- Goal of the exercise: Retype all the entries word for word, but omit the pictures.

Point-based annotation data
+===+
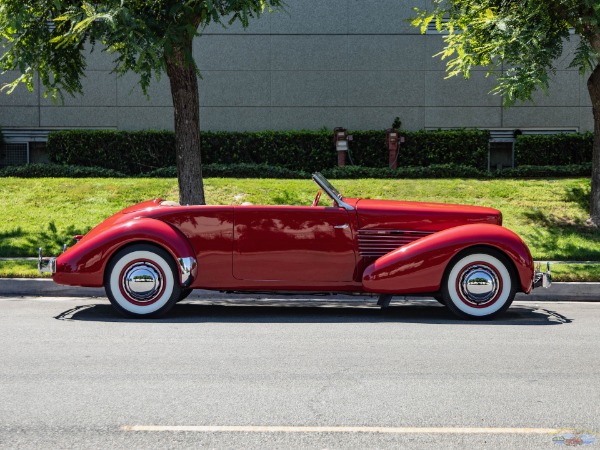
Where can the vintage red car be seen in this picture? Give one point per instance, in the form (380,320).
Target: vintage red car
(151,255)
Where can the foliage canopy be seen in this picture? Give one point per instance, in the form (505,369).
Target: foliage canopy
(519,42)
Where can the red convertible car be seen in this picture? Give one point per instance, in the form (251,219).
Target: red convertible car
(151,255)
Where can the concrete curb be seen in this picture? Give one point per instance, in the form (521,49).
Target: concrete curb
(40,287)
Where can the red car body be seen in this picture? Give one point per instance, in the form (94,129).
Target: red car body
(355,245)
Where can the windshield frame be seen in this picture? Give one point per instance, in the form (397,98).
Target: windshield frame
(332,192)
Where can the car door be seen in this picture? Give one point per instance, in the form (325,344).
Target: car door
(293,244)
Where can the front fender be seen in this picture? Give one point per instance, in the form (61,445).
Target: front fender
(419,267)
(84,263)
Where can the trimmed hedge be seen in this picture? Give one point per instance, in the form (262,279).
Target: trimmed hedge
(143,151)
(556,149)
(58,171)
(264,171)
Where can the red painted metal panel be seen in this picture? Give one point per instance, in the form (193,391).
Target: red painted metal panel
(294,244)
(84,263)
(419,267)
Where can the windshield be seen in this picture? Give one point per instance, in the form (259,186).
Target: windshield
(330,190)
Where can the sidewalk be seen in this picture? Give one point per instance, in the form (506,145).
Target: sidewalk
(40,287)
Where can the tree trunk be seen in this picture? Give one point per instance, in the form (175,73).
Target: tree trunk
(594,90)
(186,104)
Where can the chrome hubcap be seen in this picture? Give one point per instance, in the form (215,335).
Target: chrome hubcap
(479,284)
(142,282)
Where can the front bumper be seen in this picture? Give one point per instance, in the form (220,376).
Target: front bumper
(542,279)
(46,265)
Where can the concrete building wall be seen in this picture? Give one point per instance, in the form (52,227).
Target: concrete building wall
(351,63)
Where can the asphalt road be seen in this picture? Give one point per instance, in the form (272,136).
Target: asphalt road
(73,374)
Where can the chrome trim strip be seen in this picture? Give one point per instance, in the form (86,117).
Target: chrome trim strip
(188,267)
(375,243)
(542,279)
(46,265)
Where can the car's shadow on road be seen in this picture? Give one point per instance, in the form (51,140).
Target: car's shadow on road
(284,311)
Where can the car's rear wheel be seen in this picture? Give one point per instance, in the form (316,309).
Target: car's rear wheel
(142,281)
(479,284)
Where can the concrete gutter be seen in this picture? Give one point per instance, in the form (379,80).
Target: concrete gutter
(44,287)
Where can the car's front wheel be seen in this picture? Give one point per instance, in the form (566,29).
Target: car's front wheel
(141,281)
(479,284)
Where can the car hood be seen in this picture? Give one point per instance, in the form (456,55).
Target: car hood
(417,216)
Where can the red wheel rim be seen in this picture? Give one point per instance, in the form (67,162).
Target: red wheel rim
(142,282)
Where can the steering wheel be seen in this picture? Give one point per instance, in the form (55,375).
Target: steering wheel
(317,198)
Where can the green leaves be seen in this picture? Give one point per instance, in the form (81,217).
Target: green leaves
(518,42)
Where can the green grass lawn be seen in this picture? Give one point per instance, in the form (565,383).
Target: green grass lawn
(550,215)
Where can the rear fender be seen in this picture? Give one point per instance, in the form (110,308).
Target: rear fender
(419,267)
(84,263)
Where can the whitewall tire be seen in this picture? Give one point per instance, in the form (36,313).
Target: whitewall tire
(479,284)
(142,281)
+===+
- Result for this exercise:
Where can the vintage red car be seen in this picture? Give one point per instance, in the form (380,320).
Target: vintage red car
(151,255)
Where can the foliage canopy be seen in this picture? Give one point per instance, in the form (505,369).
Target: foliage canopy
(519,42)
Where can the red convertible car be seen in this picture? Give one point per instance, in the form (251,219).
Target: red convertible car
(151,255)
Where can the concrete curb be seen in this picture? Give one point per instance, in the form (521,49).
Target: concrete curb
(40,287)
Where can the red car body be seen in this picture? Give one point per instance, in the form (94,129).
Target: red car body
(355,245)
Where can the windshield frame be seen in this picture? Give one point per instance, in the form (397,98).
Target: windshield frame
(332,192)
Where can the car door be seen in this picture? Give one point per instance, in the form (325,344).
Target: car door
(293,244)
Where can the front fender be seen in this picture? Give one point per instance, in the form (61,445).
Target: front fender
(419,267)
(84,263)
Where can the trimmed hedge be seen in this picture? Give one point per instance, in the form (262,279).
Target: trimmed hedge
(143,151)
(556,149)
(58,171)
(264,171)
Where can the red painted metal panel be seen in this picture? Give one point per instance, in the form (193,391).
Target: red painted metal panel
(294,244)
(84,263)
(419,267)
Where can the windshield be seen in this picture? Give one point per instance, in the form (259,186).
Target: windshield
(330,190)
Where can the sidewalk be seen in this picture? Give one point per instance, in the form (506,145).
Target: sidewalk
(40,287)
Where can the tree trunk be seen in this picture? Give one point per instance, in the form (175,73).
Target: tree trunk
(594,90)
(186,104)
Where can the chrome hubcap be seen in this picture? Give one point per instance, in the form (215,335).
Target: chrome hubcap
(479,284)
(142,282)
Where can the front bumper be seen in this picture? Give one point per instance, in the form (220,376).
Target: front bumper
(542,279)
(46,265)
Where can the concrete building wall be seen in this picture? Give one point per instance, in the form (52,227).
Target: concrete building wall
(351,63)
Where can the asphalt road be seen in this picture? Give one point per instance, in the form (272,136).
Target: asphalt road
(73,374)
Where can the chrome trim strip be seen in this picture? Give one point per instance, in the form (86,117).
Target: chrome trim strip
(188,267)
(375,243)
(542,279)
(46,265)
Where can the car's shadow on road be seen in this picture? Give one point per instance, in the form (51,140).
Target: car's shadow on road
(284,311)
Where can the car's rear wheel be seen in this picture? Give one point per instance, in the form (316,309).
Target: car's rear wheel
(142,281)
(479,284)
Where can the concrete gutter be seen in this picture? Give one point per instance, in the form (379,80).
Target: concrete gutter
(44,287)
Where can the car's front wheel be seen in this picture? Give one point per instance, in the form (566,29).
Target: car's front wheel
(141,281)
(479,284)
Where can the car hood be seen in this picture? Give one point per instance, in the form (456,55).
Target: car hood
(417,216)
Where can the red wheel rim be seen in this picture? Give one point per instance, in the form (67,162).
Target: red wheel rim
(142,282)
Where can the steering wheel be seen in this picture? Give one point per instance, in the form (55,375).
Target: steering wheel
(317,198)
Where can the green leaves be seen in this picture? Give one point per instance, in the form (81,217).
Target: green leaves
(518,42)
Where can the green grass lawn be seen in this picture? Give one point per instance, in the form (565,383).
Target: green grass lawn
(550,215)
Where can the rear fender be seen in this picture? Give one point per instance, in the form (110,308).
Target: rear fender
(419,267)
(84,263)
Where can the whitewall tire be seen in this picture? Give one point per instance, in the form (36,313).
Target: whitewall tire
(479,284)
(142,281)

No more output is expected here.